* [DOCUMENT SECTION]
----------

Containers boost research

Leveraging the power of GPUs is only part of the overall solution stack used by Swetnam and his team. He needed an easy way to simplify the deployment of the software tools used for visualization on GPU-based clusters. He found it in the software containers offered in the NVIDIA NGC catalog.

GCU-optimized application containers remove much of the grunt work for HPC researchers. Applications and all of their relevant dependencies are packaged in self-contained environments that are agnostic to any underlying hardware or other installed software. Because of this, containers eliminate the installation process, and application deployments can be completed without impacting other applications on the cluster.

A headshot of Tyson Swetnam.
Tyson Swetnam

Swetnam used the OpenGL, TensorFlow, and PyTorch containers from the NGC catalog to help analyze the data on the GPU-based clusters. Aside from being portable, allowing Swetnam to remove the containers between his T4-based compute node hosted on CyVerse's Visual and Interactive Computing Environment and UArizona's GPU-cluster system, the containers offered the added benefit of reproducibility. An important part of his research is to help others in the same research area by sharing his data, findings, and analytical pipelines. With NGC, other researchers can simply reuse Swetnam's containers for their own research or to corroborate his findings, without having to go through the complicated process of recreating his exact environment to run their applications on.

Containers also benefit system administrators who are responsible for providing the infrastructure required to run these HPC applications. They're optimized to support the most recent versions of applications and ensure maximum performance. They make it easy to put the latest features and capabilities in the hands of researchers who want them, but they also continue to support those who want to continue using older versions of apps. And they enable IT to deliver all of this relatively effortlessly.

----------

(Collected data)
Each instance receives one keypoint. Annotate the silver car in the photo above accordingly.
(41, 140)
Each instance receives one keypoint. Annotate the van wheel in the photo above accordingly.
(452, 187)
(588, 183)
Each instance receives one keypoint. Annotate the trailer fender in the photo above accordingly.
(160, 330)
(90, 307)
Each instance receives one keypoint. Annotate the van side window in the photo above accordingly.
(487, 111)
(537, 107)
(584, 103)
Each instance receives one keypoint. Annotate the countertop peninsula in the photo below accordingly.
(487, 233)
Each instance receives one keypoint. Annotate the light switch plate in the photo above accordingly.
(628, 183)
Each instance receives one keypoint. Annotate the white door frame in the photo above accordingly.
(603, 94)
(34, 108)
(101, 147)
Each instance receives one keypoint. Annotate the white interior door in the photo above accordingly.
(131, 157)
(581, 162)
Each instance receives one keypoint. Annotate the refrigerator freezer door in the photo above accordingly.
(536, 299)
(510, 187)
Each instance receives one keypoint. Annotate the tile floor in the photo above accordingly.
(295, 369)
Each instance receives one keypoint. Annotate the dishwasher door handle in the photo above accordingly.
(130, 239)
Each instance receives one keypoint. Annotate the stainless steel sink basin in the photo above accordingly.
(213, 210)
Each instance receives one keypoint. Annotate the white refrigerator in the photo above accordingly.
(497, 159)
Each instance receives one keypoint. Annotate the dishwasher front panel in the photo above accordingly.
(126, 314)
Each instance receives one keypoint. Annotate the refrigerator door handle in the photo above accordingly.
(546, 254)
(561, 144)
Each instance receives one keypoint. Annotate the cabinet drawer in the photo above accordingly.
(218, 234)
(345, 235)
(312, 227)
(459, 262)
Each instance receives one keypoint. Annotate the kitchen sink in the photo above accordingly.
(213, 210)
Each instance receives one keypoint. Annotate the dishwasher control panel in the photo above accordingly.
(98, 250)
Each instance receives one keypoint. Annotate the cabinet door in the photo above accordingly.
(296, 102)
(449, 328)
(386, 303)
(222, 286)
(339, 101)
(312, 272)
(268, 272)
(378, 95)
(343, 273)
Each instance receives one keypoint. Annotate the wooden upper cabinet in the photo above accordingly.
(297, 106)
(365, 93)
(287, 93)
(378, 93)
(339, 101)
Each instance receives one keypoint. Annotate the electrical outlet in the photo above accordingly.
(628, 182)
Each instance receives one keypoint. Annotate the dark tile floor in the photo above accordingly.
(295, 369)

----------

* [REQUIRED TASKS]
- a) In the passage on containers for research, why can application deployments be completed without affecting other applications on the cluster?
- b) Could you carry on the passage about containers in Swetnam's research, starting after its final sentence?

* [RESULTS IN ORDER]
- a) Each application and all of its relevant dependencies are packaged in a self-contained environment that is agnostic to the underlying hardware and to other installed software. Because of this, containers eliminate the installation process, so deploying one application does not affect the others on the cluster.

- b)
"Containers are integral to our HPC services. In December 2020 alone, Singularity, our container technology of choice, was used 32,000 times. We have been using containers from the NGC catalog since 2018, and for us, it improves time to results," said Chris Reidy, principal HPC system administrator at UArizona. "For example, Tensorflow was typically difficult to build. But not with the NGC container. We were able to offer a Singularity container with Tensorflow to our researchers and update it regularly. Another case comes from the fact that much of our users' code is built on Ubuntu. It is trivial to run an Ubuntu container on our CentOS compute nodes as long as the underlying kernel is consistent."

Enabling precision agriculture

The 3D point cloud data generated by Swetnam's team is key to enabling other researchers, such as UArizona's precision agriculture team. They study plant phenotypes to understand which traits of a plant are expressed or suppressed due to external conditions, including temperature, soil, quality, moisture and more.

The team applies the 3D point cloud data to their machine learning models to predict characteristics such as plant maturation, canopy height, structure, and the onset of diseases like charcoal rot of sorghum. Their goal is to create a mobile application that lets farmers assess the onset of diseases by simply taking a picture from a mobile phone or flying their own drones.

The 3D point cloud data is an essential input to their machine learning models, as they're able to use the terrain data beyond their two-acre experimental site. Using the highly visual point cloud data allows them to better understand the parameters required to improve their machine learning models.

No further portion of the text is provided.